• Given exercise: Exactly reproduce the line containing "Task: find each instance of the weathered" together with every line after it, through the end of the entries, and give nothing more.
──────── Exercise material
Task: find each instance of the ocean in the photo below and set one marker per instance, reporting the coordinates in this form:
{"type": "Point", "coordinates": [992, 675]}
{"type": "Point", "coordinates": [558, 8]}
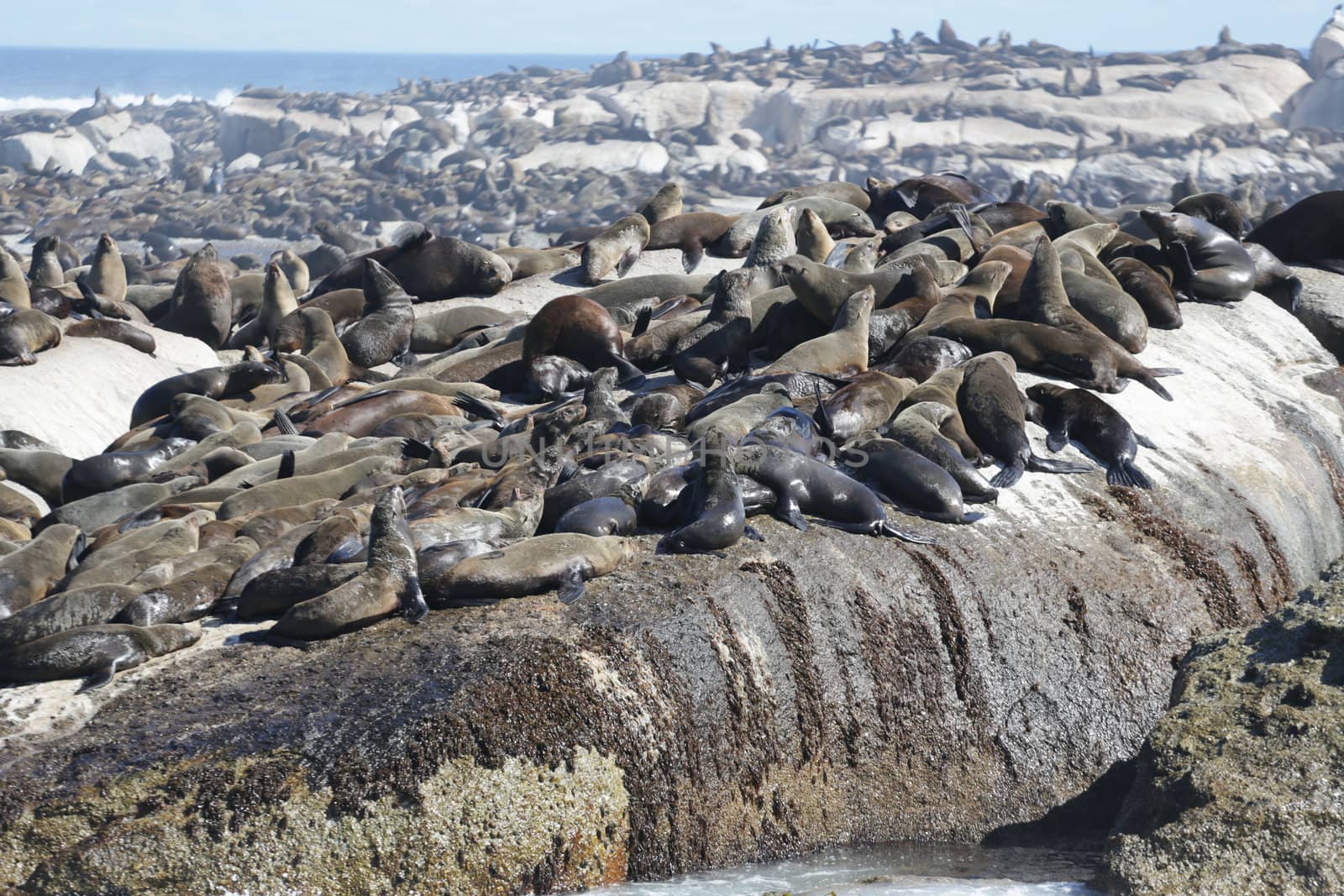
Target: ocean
{"type": "Point", "coordinates": [65, 78]}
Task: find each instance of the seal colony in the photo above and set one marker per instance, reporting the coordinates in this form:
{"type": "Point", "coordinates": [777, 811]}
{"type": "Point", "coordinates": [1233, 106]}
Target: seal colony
{"type": "Point", "coordinates": [349, 463]}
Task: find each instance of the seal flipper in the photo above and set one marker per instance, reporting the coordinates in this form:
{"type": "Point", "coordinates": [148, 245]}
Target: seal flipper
{"type": "Point", "coordinates": [284, 423]}
{"type": "Point", "coordinates": [476, 406]}
{"type": "Point", "coordinates": [1007, 477]}
{"type": "Point", "coordinates": [413, 600]}
{"type": "Point", "coordinates": [1045, 465]}
{"type": "Point", "coordinates": [642, 322]}
{"type": "Point", "coordinates": [628, 259]}
{"type": "Point", "coordinates": [691, 257]}
{"type": "Point", "coordinates": [1126, 473]}
{"type": "Point", "coordinates": [573, 587]}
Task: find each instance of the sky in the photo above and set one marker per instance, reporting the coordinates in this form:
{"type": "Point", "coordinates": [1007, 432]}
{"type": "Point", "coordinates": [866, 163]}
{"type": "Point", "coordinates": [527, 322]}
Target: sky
{"type": "Point", "coordinates": [647, 29]}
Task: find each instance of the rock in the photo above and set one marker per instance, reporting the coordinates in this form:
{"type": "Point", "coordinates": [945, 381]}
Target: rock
{"type": "Point", "coordinates": [1328, 45]}
{"type": "Point", "coordinates": [66, 149]}
{"type": "Point", "coordinates": [813, 689]}
{"type": "Point", "coordinates": [1323, 307]}
{"type": "Point", "coordinates": [1238, 786]}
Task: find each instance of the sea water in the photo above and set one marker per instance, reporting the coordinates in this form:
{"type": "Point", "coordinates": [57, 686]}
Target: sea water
{"type": "Point", "coordinates": [65, 78]}
{"type": "Point", "coordinates": [895, 869]}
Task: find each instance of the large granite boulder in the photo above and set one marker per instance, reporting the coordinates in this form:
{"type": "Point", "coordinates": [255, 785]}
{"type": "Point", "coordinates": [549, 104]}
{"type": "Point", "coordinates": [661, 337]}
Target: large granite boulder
{"type": "Point", "coordinates": [1238, 788]}
{"type": "Point", "coordinates": [696, 711]}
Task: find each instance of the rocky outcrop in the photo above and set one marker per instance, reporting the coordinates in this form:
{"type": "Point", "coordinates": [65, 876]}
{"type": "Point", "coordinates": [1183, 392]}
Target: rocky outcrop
{"type": "Point", "coordinates": [1238, 788]}
{"type": "Point", "coordinates": [691, 711]}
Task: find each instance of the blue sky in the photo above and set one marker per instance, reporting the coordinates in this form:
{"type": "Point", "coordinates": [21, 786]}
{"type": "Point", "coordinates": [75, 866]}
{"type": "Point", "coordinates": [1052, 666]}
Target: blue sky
{"type": "Point", "coordinates": [608, 26]}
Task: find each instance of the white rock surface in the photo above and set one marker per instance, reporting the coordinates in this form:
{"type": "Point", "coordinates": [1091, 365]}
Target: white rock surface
{"type": "Point", "coordinates": [80, 394]}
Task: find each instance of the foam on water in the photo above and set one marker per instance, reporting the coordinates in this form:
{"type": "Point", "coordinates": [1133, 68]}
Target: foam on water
{"type": "Point", "coordinates": [895, 869]}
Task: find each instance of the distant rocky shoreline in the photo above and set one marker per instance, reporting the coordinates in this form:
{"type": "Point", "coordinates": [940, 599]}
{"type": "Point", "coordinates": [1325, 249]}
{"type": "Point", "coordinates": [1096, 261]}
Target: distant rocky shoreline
{"type": "Point", "coordinates": [524, 155]}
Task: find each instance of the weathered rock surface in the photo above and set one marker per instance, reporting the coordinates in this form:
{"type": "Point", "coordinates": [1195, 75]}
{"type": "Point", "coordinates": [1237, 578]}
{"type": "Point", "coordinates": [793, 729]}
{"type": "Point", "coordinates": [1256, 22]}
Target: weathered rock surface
{"type": "Point", "coordinates": [820, 688]}
{"type": "Point", "coordinates": [1240, 786]}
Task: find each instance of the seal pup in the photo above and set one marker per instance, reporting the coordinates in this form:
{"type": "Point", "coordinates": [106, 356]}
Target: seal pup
────────────────
• Solution:
Task: find each instance of the weathered rock surface in the photo above and set one marker per instance, reporting the coordinates in this form:
{"type": "Point", "coordinates": [1195, 75]}
{"type": "Point", "coordinates": [1237, 578]}
{"type": "Point", "coordinates": [793, 729]}
{"type": "Point", "coordinates": [1256, 22]}
Target: weathered rock surface
{"type": "Point", "coordinates": [820, 688]}
{"type": "Point", "coordinates": [1240, 786]}
Task: find each instance of the seal pup in the photo above and set one marker per instance, reporting the coordinates in this form:
{"type": "Point", "coordinates": [106, 356]}
Target: seal pup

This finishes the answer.